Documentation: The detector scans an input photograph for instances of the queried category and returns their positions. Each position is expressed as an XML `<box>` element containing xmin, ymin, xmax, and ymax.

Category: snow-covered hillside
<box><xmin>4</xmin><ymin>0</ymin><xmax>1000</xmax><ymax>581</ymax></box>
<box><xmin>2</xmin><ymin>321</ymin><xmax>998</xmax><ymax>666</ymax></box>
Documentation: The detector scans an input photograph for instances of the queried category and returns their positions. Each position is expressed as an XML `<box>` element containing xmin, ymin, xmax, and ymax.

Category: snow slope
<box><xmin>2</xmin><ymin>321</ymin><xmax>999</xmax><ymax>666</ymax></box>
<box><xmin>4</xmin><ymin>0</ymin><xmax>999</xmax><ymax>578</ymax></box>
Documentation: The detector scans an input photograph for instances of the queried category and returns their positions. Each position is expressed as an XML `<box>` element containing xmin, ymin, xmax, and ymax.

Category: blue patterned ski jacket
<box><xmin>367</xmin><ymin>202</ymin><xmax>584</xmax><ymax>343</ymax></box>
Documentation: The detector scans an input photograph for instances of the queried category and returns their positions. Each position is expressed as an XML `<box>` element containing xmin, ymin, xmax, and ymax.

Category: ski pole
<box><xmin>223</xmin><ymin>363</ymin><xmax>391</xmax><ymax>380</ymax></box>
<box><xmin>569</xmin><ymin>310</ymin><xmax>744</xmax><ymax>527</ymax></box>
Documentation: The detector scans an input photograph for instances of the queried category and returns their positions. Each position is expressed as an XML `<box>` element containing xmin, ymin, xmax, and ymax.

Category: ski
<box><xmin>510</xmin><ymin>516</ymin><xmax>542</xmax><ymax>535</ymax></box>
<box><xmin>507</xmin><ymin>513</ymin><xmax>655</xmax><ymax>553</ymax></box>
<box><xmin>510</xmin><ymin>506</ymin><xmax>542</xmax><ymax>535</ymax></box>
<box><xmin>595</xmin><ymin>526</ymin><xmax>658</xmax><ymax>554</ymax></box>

____________

Exercise goal:
The material is to be output in full, exactly as it stands.

Answer section:
Documentation: The detector scans an input photograph for instances of the queried category and returns their positions. Each position is expressed as an XML `<box>` element containing xmin, ymin, xmax, and ymax.

Category: snow-covered hillside
<box><xmin>4</xmin><ymin>0</ymin><xmax>1000</xmax><ymax>581</ymax></box>
<box><xmin>2</xmin><ymin>321</ymin><xmax>998</xmax><ymax>666</ymax></box>
Documentation: The detector scans an input photograph for instances of the queried category and returns their positions. Each position is expressed as an XML `<box>` element containing xmin, ymin, xmax, and ymax.

Category: snow slope
<box><xmin>2</xmin><ymin>321</ymin><xmax>999</xmax><ymax>666</ymax></box>
<box><xmin>4</xmin><ymin>0</ymin><xmax>999</xmax><ymax>578</ymax></box>
Documentation: The detector scans an input photograph for instances of the queried category and returns their positions. Each position is expressed as an XML `<box>` element containing xmin, ymin, xmax, and ymax.

Category: blue patterned ski jacket
<box><xmin>367</xmin><ymin>202</ymin><xmax>584</xmax><ymax>343</ymax></box>
Documentation: The detector scans an input photograph for instances of the queried category and returns their positions. Each position is expressed as an XML `<box>` element containing xmin, ymin, xmax, and ymax.

Category: ski pole
<box><xmin>223</xmin><ymin>363</ymin><xmax>391</xmax><ymax>380</ymax></box>
<box><xmin>569</xmin><ymin>310</ymin><xmax>744</xmax><ymax>527</ymax></box>
Documentation: The detector scans an input photograph for instances of the queried category and returns their positions. Each position is expressed as an XML `<box>` element containing xmin, ymin, xmax, and ymax.

Category: ski
<box><xmin>510</xmin><ymin>516</ymin><xmax>542</xmax><ymax>535</ymax></box>
<box><xmin>507</xmin><ymin>513</ymin><xmax>655</xmax><ymax>553</ymax></box>
<box><xmin>510</xmin><ymin>506</ymin><xmax>542</xmax><ymax>535</ymax></box>
<box><xmin>595</xmin><ymin>526</ymin><xmax>658</xmax><ymax>554</ymax></box>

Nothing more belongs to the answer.